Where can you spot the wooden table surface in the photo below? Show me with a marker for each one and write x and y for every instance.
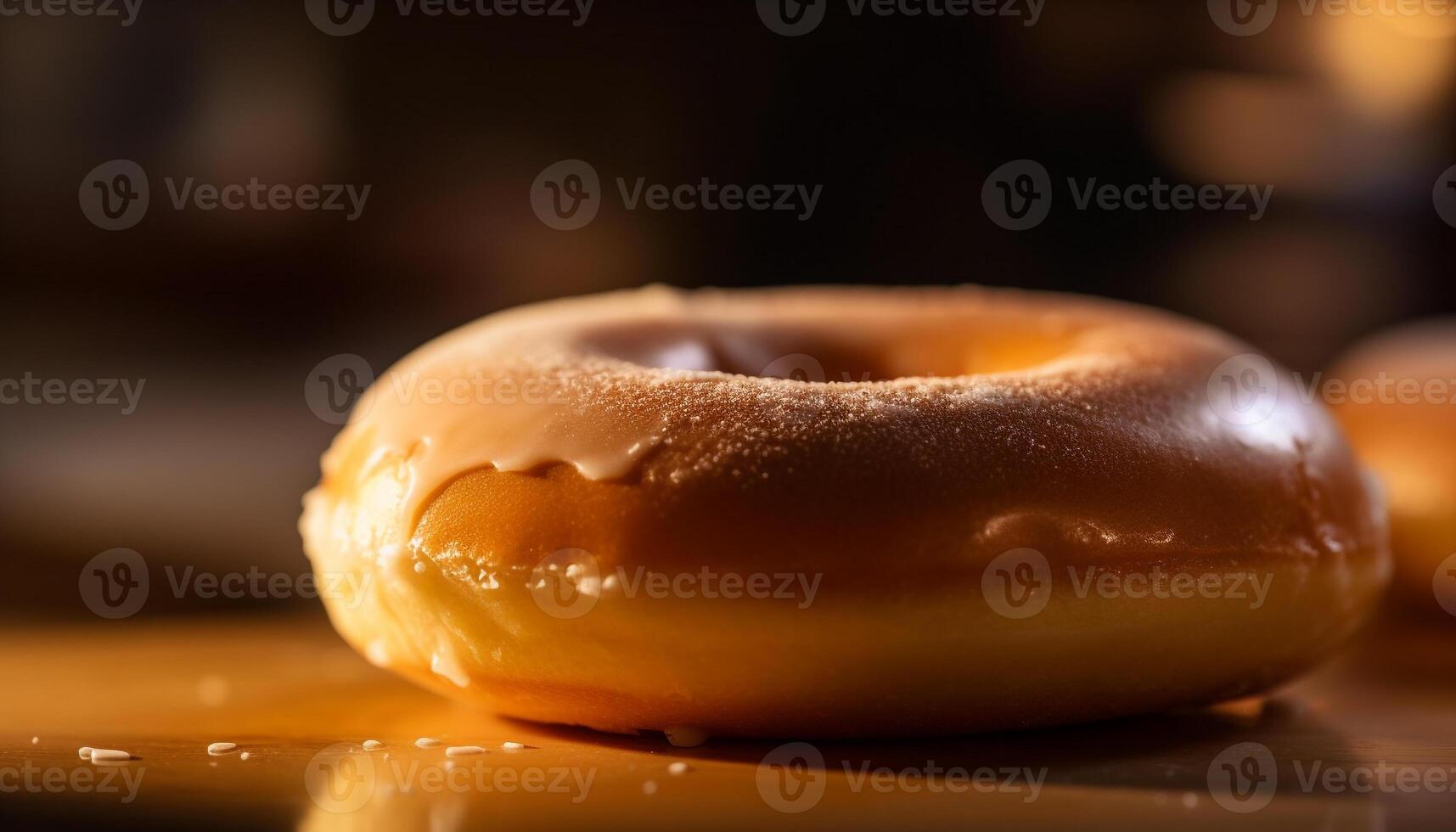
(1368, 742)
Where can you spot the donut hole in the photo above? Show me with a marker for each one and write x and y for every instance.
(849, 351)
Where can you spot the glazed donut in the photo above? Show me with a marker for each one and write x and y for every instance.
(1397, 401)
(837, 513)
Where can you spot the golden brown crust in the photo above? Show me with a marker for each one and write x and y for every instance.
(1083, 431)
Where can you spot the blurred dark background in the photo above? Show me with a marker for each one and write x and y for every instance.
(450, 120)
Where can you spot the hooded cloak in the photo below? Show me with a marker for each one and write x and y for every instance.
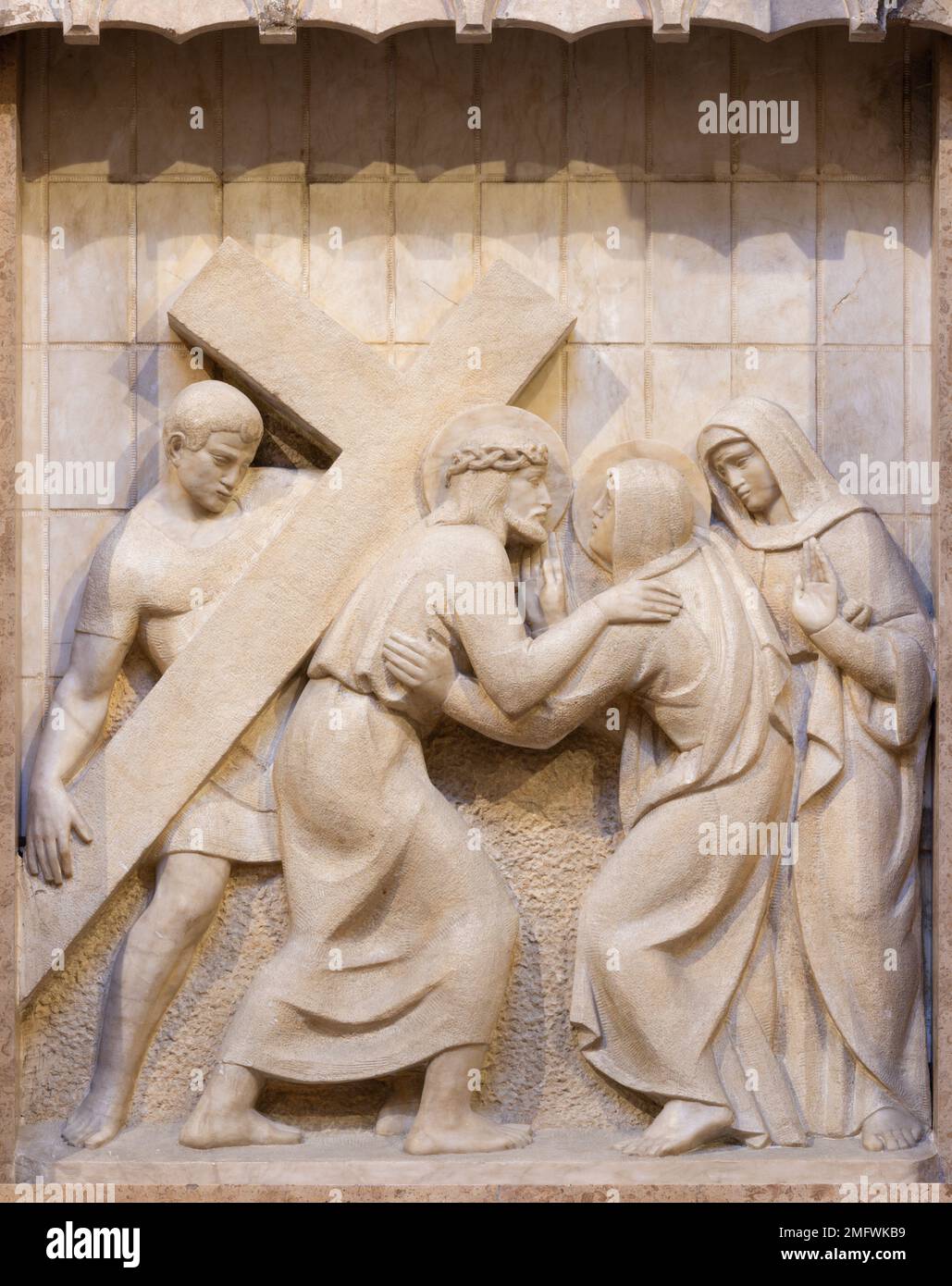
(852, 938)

################

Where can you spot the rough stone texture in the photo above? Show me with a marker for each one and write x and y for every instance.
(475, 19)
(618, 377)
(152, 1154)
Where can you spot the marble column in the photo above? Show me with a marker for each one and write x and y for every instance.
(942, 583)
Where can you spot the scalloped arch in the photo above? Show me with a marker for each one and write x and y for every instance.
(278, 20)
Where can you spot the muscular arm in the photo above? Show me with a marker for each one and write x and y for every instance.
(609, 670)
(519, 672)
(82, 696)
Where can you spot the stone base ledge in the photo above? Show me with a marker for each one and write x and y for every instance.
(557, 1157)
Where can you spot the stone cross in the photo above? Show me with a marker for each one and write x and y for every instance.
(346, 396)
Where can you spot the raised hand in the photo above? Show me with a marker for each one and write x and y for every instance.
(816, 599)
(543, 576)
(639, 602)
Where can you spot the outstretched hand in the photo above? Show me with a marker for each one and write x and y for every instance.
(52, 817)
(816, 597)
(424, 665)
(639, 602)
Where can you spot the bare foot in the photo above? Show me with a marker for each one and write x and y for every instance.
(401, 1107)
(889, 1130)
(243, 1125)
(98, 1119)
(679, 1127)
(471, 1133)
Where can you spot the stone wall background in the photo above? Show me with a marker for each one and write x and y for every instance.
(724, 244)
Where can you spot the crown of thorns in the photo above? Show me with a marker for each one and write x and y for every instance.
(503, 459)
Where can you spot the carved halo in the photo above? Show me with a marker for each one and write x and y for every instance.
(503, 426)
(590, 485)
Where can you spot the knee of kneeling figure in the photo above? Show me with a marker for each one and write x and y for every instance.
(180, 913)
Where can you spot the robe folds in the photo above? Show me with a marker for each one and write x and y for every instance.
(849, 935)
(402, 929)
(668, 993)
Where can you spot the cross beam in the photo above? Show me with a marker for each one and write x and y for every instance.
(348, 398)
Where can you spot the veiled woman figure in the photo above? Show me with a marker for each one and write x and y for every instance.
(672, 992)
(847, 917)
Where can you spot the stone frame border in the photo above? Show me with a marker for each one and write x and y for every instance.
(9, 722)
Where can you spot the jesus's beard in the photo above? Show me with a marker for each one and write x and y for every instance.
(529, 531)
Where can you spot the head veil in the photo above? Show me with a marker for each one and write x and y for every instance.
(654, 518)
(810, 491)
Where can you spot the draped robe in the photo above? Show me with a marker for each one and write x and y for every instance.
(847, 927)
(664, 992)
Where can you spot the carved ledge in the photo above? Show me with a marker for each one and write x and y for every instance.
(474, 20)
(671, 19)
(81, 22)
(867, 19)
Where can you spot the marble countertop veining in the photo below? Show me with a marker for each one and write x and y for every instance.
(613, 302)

################

Work required:
Write out, character for character, the rows starting at the one that contains "Where can you spot the donut" and ending at the one that contains "(1083, 431)", with both of those rows included.

Output of the task:
Where can you spot the donut hole in the photo above? Show me with a marker for each one and write x and y for every instance.
(849, 351)
Where can you spot the glazed donut in the photo above? Show me with a marker for each one and write x and y for every instance.
(1397, 401)
(837, 513)
Where can you spot the golden brown crust in the photo above? Show me with a marker for each one and write x and y for every instance.
(1083, 431)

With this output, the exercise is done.